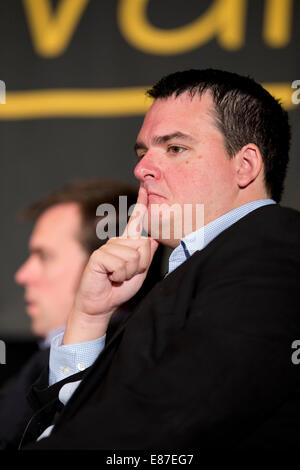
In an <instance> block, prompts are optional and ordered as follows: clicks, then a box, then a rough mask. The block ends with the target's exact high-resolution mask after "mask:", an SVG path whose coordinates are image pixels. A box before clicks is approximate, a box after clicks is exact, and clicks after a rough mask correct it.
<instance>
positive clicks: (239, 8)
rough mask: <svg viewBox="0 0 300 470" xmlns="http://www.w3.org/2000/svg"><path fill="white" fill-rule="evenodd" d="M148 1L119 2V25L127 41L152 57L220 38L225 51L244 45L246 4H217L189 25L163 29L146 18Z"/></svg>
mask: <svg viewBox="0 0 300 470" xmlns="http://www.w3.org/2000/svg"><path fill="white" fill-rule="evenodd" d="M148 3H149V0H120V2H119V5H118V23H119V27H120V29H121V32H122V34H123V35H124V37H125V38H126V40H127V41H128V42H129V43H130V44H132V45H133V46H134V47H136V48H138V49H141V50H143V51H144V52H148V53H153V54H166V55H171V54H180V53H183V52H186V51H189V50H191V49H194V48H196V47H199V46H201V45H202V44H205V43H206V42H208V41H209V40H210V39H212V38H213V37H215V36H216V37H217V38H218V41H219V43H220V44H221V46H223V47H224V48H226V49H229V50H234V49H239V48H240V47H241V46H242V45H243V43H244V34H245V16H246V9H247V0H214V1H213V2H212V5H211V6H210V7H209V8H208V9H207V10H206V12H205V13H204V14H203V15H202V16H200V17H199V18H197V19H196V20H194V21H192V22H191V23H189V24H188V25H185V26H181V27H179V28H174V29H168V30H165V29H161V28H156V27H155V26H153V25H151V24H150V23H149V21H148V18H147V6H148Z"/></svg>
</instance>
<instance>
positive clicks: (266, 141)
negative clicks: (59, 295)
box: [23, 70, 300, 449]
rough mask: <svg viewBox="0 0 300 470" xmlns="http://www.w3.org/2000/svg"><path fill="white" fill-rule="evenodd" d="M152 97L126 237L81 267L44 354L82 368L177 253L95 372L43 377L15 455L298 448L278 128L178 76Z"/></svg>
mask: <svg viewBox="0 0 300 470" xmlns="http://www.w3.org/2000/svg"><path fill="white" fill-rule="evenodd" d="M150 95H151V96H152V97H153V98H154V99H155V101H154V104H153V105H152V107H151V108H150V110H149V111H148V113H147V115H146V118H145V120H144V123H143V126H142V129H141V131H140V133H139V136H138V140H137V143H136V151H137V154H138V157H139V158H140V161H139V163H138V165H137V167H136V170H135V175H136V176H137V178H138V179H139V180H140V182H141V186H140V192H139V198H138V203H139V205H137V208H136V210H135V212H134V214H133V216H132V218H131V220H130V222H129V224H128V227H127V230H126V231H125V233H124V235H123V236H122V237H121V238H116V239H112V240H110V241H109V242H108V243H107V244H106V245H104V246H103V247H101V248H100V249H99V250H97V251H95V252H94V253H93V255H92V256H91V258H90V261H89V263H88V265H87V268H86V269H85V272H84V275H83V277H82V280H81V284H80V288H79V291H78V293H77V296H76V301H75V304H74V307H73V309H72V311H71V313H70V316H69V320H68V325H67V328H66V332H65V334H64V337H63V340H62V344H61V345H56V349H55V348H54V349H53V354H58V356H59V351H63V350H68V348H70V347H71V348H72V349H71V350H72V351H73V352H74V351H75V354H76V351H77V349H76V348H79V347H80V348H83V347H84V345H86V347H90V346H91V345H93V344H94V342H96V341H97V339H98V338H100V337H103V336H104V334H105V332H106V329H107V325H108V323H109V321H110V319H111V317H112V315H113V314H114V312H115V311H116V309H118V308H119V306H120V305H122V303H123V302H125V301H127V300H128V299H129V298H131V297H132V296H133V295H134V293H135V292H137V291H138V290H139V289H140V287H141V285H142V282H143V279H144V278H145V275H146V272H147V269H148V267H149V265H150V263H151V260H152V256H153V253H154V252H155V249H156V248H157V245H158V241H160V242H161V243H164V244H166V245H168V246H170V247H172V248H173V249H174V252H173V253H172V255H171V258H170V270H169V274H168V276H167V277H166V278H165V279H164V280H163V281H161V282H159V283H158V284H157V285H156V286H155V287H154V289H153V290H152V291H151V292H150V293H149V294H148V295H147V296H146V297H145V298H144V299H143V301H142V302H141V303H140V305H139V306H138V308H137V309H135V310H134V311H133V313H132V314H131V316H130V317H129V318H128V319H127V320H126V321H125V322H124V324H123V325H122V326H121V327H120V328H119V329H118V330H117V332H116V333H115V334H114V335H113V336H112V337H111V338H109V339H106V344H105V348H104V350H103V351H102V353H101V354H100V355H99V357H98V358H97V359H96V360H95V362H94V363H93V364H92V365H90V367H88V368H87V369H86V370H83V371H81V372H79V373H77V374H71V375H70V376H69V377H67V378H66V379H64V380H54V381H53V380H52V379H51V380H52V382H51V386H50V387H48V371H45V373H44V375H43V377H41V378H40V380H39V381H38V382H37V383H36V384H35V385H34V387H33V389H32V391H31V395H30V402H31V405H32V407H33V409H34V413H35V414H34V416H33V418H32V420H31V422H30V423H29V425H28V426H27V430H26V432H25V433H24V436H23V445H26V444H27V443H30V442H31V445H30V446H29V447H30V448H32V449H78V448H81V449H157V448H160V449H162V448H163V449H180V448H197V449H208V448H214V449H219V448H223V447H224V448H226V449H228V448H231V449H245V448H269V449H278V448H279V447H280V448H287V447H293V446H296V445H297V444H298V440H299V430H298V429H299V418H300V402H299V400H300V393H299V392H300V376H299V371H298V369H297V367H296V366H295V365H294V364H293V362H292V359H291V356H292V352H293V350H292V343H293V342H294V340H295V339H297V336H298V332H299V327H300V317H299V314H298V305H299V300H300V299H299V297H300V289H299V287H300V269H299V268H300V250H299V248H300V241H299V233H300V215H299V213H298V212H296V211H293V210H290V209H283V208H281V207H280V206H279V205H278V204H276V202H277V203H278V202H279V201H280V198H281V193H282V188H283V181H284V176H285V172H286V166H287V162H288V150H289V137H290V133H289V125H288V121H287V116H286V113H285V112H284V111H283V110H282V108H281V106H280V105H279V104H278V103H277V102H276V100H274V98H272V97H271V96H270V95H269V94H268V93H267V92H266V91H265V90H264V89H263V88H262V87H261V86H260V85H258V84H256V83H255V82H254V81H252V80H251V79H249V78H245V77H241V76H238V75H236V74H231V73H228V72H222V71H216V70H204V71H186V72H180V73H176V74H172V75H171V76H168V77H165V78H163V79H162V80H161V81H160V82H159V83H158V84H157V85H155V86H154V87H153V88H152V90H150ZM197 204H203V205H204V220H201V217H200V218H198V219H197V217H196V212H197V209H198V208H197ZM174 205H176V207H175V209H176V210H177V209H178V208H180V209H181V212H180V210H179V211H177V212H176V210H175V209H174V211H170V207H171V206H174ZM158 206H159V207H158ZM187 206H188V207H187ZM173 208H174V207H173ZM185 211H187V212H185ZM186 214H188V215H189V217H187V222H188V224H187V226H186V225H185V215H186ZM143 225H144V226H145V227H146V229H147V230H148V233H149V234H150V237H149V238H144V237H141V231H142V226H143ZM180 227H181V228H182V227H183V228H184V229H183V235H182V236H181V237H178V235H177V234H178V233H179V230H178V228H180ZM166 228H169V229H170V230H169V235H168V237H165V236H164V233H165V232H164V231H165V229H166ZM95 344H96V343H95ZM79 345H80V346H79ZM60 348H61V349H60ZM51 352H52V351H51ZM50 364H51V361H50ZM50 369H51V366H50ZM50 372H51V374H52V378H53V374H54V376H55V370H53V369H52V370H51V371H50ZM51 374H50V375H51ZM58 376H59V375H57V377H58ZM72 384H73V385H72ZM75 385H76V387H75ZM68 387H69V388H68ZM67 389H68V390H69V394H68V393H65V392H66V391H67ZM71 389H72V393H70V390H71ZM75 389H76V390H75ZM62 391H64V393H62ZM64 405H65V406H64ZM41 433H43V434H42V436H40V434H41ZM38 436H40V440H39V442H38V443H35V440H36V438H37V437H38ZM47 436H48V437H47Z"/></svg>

================

Of all the entries above, repeat only the lines from the line that has "positive clicks: (239, 8)" to the line that has "box: [23, 70, 300, 449]", both lines included, exactly.

positive clicks: (239, 8)
rough mask: <svg viewBox="0 0 300 470" xmlns="http://www.w3.org/2000/svg"><path fill="white" fill-rule="evenodd" d="M148 1L119 2V25L127 41L152 57L220 38L225 51L244 45L246 4H217L189 25L163 29L146 18Z"/></svg>
mask: <svg viewBox="0 0 300 470" xmlns="http://www.w3.org/2000/svg"><path fill="white" fill-rule="evenodd" d="M148 3H149V0H120V2H119V5H118V23H119V27H120V29H121V32H122V34H123V35H124V37H125V38H126V40H127V41H128V42H129V43H130V44H132V45H133V46H134V47H136V48H138V49H141V50H143V51H144V52H148V53H153V54H166V55H171V54H180V53H183V52H186V51H189V50H191V49H194V48H196V47H199V46H201V45H202V44H205V43H206V42H208V41H209V40H210V39H212V38H213V37H215V36H216V37H217V38H218V41H219V43H220V44H221V46H223V47H224V48H226V49H229V50H234V49H239V48H240V47H241V46H242V45H243V43H244V34H245V16H246V9H247V0H214V1H213V2H212V5H211V6H210V7H209V8H208V9H207V10H206V12H205V13H204V14H203V15H202V16H200V17H199V18H197V19H196V20H194V21H192V22H191V23H189V24H188V25H185V26H181V27H179V28H174V29H168V30H165V29H161V28H156V27H155V26H153V25H151V24H150V23H149V21H148V18H147V6H148Z"/></svg>
</instance>
<instance>
positive clicks: (266, 141)
negative clicks: (59, 295)
box: [23, 70, 300, 449]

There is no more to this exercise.